** Start of Supplied information **
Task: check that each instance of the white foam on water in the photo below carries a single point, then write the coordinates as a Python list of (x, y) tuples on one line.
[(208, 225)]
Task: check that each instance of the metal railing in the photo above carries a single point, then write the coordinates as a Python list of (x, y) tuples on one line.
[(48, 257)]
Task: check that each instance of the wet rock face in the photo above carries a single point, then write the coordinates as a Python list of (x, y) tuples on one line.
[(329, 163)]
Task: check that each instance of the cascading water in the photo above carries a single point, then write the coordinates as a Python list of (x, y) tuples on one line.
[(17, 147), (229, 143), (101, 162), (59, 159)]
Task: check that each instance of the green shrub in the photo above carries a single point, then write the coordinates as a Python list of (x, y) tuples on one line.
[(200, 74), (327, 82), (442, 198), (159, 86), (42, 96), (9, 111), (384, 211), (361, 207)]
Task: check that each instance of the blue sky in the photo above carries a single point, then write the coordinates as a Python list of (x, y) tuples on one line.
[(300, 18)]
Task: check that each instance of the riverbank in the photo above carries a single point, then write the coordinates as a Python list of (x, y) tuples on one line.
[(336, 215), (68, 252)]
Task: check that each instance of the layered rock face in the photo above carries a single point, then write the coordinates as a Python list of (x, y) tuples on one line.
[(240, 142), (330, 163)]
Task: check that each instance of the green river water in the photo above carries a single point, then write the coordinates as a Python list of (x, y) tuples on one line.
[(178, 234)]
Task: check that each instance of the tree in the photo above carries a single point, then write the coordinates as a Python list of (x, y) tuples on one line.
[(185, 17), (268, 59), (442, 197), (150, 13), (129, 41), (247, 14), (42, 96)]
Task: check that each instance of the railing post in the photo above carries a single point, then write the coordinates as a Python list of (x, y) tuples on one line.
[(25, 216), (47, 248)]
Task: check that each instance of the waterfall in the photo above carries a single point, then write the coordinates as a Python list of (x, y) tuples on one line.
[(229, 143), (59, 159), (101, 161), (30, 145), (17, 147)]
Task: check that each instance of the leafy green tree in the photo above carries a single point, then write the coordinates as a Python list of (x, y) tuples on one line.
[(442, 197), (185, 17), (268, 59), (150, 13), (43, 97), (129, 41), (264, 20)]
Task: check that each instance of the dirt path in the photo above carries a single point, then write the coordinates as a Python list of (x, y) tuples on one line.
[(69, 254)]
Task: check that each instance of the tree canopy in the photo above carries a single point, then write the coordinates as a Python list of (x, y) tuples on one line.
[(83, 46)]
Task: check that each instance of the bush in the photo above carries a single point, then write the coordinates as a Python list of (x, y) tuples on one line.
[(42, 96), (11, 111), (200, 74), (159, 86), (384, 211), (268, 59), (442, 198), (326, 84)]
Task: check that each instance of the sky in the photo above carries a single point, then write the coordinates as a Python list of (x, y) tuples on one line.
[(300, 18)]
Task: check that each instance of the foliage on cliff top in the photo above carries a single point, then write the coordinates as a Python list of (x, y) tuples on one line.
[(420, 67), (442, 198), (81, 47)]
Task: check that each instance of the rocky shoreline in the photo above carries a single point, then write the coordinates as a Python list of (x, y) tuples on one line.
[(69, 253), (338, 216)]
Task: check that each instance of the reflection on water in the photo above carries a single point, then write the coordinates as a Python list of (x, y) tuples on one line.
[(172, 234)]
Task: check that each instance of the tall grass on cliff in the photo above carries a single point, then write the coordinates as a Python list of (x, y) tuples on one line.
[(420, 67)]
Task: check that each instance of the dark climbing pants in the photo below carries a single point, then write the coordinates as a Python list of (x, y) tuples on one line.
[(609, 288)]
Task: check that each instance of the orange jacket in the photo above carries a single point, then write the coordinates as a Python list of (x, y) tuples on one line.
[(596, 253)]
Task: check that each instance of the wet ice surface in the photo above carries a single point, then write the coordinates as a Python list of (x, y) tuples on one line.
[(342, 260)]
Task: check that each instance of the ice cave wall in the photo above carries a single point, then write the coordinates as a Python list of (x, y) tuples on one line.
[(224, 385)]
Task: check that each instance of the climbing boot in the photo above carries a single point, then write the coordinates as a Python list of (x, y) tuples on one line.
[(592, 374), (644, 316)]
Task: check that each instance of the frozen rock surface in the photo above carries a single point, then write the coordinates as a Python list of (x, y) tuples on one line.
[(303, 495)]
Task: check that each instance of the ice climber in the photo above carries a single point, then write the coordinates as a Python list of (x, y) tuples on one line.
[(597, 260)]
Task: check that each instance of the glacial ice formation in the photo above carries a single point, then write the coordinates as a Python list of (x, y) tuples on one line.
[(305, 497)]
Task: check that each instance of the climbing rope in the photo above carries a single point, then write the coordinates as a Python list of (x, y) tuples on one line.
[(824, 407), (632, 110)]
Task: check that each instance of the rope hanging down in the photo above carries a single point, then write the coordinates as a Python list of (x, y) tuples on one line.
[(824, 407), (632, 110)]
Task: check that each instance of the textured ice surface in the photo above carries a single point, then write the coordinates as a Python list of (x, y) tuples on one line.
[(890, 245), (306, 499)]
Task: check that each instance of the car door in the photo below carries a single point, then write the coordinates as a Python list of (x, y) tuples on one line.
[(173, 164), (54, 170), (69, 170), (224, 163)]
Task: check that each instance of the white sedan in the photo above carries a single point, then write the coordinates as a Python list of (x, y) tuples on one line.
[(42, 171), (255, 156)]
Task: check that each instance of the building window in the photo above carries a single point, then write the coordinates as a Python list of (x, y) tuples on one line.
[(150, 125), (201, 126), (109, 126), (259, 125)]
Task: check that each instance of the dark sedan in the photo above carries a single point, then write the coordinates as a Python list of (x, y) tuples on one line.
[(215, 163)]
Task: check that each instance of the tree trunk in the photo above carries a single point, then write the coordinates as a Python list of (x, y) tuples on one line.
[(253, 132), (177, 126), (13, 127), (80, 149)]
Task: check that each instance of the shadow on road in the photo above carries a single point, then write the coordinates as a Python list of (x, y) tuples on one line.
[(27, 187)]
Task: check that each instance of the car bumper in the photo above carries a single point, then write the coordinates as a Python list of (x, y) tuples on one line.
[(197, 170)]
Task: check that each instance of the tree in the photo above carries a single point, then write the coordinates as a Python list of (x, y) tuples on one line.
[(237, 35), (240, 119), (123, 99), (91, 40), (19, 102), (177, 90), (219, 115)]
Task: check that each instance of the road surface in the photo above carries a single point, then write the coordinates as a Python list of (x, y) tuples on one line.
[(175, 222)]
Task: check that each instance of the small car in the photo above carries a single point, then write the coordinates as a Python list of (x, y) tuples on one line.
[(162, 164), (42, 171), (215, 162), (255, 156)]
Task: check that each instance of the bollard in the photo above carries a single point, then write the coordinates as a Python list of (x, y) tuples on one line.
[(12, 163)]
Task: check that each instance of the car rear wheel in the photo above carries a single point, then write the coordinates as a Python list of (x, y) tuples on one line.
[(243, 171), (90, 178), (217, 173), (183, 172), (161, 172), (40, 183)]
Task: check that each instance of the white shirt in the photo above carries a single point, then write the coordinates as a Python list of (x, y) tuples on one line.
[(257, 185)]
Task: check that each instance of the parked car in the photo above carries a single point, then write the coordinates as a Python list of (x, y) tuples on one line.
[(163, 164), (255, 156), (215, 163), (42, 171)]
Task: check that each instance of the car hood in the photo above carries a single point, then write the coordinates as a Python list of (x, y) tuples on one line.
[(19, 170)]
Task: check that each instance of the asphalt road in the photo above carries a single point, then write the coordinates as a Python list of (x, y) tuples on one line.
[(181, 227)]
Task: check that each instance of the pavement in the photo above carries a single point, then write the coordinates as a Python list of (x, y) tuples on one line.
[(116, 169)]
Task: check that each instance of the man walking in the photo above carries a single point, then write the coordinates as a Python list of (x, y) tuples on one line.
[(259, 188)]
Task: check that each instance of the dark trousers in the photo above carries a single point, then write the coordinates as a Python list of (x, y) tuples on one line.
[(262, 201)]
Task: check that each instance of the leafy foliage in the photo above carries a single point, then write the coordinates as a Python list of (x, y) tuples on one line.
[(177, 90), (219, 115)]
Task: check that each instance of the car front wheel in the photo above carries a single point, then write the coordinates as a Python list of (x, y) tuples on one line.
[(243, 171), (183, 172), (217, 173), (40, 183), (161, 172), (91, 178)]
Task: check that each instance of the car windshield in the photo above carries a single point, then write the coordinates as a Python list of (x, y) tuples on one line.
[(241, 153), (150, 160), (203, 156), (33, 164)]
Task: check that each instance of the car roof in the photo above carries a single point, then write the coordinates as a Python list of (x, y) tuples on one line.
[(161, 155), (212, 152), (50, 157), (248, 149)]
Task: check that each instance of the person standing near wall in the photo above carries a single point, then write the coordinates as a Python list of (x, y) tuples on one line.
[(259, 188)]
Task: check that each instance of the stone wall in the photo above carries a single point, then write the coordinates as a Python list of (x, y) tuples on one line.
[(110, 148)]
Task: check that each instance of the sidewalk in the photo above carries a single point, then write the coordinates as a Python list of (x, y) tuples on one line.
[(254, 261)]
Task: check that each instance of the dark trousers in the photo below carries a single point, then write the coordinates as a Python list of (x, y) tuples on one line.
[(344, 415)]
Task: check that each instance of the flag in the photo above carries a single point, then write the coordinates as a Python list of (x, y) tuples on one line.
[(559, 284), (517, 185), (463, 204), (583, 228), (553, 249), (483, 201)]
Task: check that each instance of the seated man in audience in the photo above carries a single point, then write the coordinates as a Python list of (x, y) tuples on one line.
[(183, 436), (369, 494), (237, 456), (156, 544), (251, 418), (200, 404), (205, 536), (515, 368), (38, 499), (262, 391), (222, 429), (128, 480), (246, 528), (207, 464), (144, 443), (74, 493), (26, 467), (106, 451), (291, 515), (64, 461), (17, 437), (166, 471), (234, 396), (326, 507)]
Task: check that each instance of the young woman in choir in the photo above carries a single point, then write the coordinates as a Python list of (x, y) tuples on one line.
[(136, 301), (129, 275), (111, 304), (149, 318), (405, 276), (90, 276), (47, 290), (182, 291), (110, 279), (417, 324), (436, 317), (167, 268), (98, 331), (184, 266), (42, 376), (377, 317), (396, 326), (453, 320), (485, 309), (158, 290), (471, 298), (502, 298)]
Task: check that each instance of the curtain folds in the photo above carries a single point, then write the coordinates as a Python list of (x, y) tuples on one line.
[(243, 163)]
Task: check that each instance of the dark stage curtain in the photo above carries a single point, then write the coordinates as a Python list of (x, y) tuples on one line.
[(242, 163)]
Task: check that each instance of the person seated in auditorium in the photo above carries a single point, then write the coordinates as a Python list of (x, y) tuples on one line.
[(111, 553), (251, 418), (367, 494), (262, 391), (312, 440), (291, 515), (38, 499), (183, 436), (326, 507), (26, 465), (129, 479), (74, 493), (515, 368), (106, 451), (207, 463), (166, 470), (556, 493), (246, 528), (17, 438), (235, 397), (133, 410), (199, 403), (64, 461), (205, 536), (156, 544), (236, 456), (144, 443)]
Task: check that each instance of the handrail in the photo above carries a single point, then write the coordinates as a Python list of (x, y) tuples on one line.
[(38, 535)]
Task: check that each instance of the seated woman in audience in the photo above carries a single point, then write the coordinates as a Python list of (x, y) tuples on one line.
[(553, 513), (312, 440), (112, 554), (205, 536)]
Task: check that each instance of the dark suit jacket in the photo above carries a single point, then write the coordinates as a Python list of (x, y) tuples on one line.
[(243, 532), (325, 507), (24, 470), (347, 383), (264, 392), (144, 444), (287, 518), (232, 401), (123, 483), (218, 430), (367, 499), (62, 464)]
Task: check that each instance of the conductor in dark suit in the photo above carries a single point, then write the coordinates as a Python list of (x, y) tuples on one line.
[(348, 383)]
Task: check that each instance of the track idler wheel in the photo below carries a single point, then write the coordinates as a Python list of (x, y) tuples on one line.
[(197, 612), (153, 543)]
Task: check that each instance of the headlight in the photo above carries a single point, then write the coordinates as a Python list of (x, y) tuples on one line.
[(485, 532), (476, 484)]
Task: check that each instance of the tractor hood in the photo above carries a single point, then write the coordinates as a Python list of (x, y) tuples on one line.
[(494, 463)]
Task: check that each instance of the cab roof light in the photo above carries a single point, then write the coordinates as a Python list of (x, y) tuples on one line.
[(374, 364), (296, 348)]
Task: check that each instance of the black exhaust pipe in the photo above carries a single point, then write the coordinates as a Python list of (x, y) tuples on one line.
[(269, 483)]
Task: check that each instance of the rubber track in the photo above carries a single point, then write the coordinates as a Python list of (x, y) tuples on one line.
** End of Supplied information **
* **What is being asked**
Copy the material from its beginning through the line containing "[(208, 225)]", requests and all, adding -141 to each coordinate in the answers.

* **Reply to the exercise**
Task: check that each instance of the white foam on water in the photo below carries a single point, then write the coordinates as a Python list of (x, y) tuples on one line.
[(67, 84)]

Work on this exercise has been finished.